**Task brief**
Using the article on upgrades near the Ironton Splash Park, explain in one to three sentences why work is being done on the surrounding space.

**Page text**
= Beginning of Section =

Projects aim to create family-friendly spaces
Upgrades planned for area around Ironton Splash park
With the return of the Ironton Splash Park and the end of COVID-19 restrictions, developments are under way in the adjacent area to create a destination for families.
Ralph Kline, assistant executive director of planning and development for the Ironton-Lawrence County CAO, said work is being done to upgrade the surrounding space.
“We’re trying to do more for the area to make it more kid-friendly,” he said.
He said one of the first changes was the restoration of the caboose next to the splash park, which was repainted and had a ramp built by students from Collins Career Technical Center.
Planned for this summer are upgrades and installations to facilities, including restrooms, shelters and picnic tables.
Opening next to the splash park in the former Ohio Department of Transportation location, will be the Shakery, a second location of the Shake Shoppe, owned by Maddie Cogan and Robby Brown.
Cogan said they hope to open in coming days and that the location will be open seven days a week, from 10 a.m.-8 p.m., Monday through Saturday and 1-8 p.m. on Sundays.

= End of Section =

**Recorded information**
= Beginning of Section =

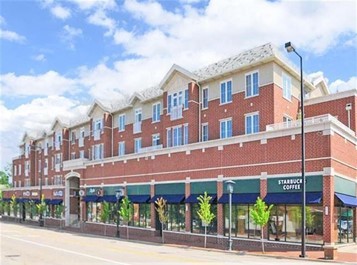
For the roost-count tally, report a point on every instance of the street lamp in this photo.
(290, 48)
(119, 193)
(230, 187)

= End of Section =

**Solution for this problem**
The work aims to make the area more kid-friendly and to turn it into a destination for families. Ralph Kline said, "We're trying to do more for the area to make it more kid-friendly."